§ **Work order**
Repeat each entry. Keep every line exactly as it is.

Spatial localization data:
Content starts
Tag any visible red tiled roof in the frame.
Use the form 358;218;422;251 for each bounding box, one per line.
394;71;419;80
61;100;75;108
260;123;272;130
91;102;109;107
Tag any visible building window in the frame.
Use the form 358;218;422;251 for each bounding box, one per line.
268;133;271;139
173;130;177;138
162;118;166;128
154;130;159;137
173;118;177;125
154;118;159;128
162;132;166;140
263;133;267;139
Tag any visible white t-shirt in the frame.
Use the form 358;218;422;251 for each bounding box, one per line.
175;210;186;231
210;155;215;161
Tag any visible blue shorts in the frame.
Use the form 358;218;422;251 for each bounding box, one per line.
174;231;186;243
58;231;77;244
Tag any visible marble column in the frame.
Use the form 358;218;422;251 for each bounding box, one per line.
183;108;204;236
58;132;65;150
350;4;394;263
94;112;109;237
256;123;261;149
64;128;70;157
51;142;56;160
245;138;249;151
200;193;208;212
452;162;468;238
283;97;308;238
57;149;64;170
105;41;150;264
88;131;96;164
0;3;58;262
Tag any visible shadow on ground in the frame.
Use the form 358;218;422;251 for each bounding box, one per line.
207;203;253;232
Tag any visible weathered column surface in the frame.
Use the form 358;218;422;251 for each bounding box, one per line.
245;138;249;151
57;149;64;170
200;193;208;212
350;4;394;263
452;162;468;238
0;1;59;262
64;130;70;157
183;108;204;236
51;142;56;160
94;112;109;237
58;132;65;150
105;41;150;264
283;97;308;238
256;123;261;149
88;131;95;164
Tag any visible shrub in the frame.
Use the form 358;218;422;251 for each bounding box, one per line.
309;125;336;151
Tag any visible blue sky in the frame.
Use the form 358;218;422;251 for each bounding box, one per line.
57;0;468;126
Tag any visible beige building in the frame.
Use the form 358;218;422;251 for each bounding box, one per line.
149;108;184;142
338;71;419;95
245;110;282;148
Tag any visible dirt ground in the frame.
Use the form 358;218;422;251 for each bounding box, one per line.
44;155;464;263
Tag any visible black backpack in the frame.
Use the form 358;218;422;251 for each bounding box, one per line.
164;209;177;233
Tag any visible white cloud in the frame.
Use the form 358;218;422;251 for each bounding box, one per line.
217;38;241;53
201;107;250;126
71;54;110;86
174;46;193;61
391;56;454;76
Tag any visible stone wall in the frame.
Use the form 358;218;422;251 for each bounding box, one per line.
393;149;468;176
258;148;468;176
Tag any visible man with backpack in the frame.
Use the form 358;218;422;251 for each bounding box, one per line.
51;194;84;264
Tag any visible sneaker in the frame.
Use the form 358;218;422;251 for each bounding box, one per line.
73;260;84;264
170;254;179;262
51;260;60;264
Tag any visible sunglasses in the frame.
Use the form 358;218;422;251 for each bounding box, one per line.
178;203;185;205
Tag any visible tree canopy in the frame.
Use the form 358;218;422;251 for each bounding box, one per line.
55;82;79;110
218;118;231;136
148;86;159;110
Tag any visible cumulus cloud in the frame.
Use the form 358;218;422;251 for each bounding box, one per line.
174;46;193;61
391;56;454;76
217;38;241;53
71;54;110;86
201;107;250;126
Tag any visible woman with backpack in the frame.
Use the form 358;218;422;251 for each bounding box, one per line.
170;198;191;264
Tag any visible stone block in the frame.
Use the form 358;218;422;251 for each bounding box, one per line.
Content ends
§ **Output**
Tag any visible red tiled roof in the frame.
Use the form 358;218;422;251 for each bounding box, one per line.
394;71;419;80
61;100;75;108
260;123;272;130
91;102;109;107
Tag any visible building window in the frame.
Use the form 358;218;422;251 for each bounding box, one per line.
268;133;271;139
173;130;177;138
162;118;166;128
154;130;159;137
173;118;177;125
154;118;159;128
162;132;166;140
263;133;267;139
Tag any visible white t-shirt in the frame.
Use the form 358;218;422;251 for each bounding box, one per line.
175;210;186;231
210;155;215;161
Tag any visible blue shorts in the frame.
Use the form 358;218;422;251 for each bounding box, one per line.
174;231;186;243
58;231;77;244
Tag any visible marble column in the frame.
Use the form 358;218;422;251 for each bounding box, one per line.
183;108;204;236
58;132;65;150
350;4;394;263
94;112;109;237
256;123;261;149
64;128;70;157
51;142;56;160
245;138;249;151
200;193;208;212
452;162;468;238
283;97;308;238
57;149;64;170
105;41;150;264
88;131;96;164
0;3;58;262
Tag any visible shadow on ground in the frame.
Use the form 358;218;422;251 for each bounding box, one per line.
207;203;253;232
Tag any visible weathered column surface in the frame.
Use the form 358;218;422;251 for each bounding box, one per line.
245;138;249;151
57;149;64;170
200;193;208;212
350;4;394;263
452;162;468;238
0;1;59;262
64;130;70;157
183;108;204;236
51;142;56;160
94;112;109;237
58;132;65;150
105;41;150;264
283;97;308;238
256;123;261;149
88;131;95;164
Tag any visible shrub in the frame.
Use the form 358;218;422;251 for each bounding box, one per line.
309;125;336;151
Tag any visible blue sky in the frame.
Use the form 358;218;422;251 for each bounding box, one per line.
57;0;468;126
Tag any visible beige building in the frame.
Use the form 358;218;422;251 for each bounding box, one per line.
149;108;184;142
338;71;419;95
245;110;282;148
Tag any visible dirt ground in the frame.
Use the form 358;218;422;251 for each bounding box, one per line.
44;155;464;263
Tag any visible black backpack in the frame.
Use the form 358;218;422;251 for each bounding box, one per line.
164;209;177;233
Tag any visible white cloud in the frame.
Use the form 358;218;422;251 for each bounding box, one per line.
217;38;241;53
201;107;250;126
71;54;110;86
174;46;193;61
391;56;454;76
Tag any visible stone wall in the frame.
Use the form 358;218;422;251 for each bounding box, one per line.
393;149;468;176
258;148;468;176
Tag any visible man with backpack in the frame.
Use the form 358;218;422;251 for each bounding box, one per line.
51;194;84;264
Tag any visible sneaker in the frame.
Use the form 358;218;422;251 for each bounding box, one per line.
73;260;84;264
170;254;179;262
51;260;60;264
Tag any visible sunglasses in the frame.
Use the form 358;218;422;251 for each bounding box, one per line.
178;203;185;205
Tag any visible tree canopy in the frame.
Use the form 358;218;422;251 for each bounding box, one per line.
55;82;79;110
218;118;231;136
148;86;159;110
Tag any visible cumulus cloud in the frame.
Use the form 358;218;422;251 for each bounding box, one per line.
174;46;193;61
391;56;454;76
217;38;241;53
71;54;110;86
201;107;250;126
Tag any visible woman with backpack in the frame.
Use the form 358;218;422;251 for each bounding box, one per line.
170;198;191;264
Tag any visible stone block in the frame.
Use the form 358;218;422;251 for each bounding box, one per line.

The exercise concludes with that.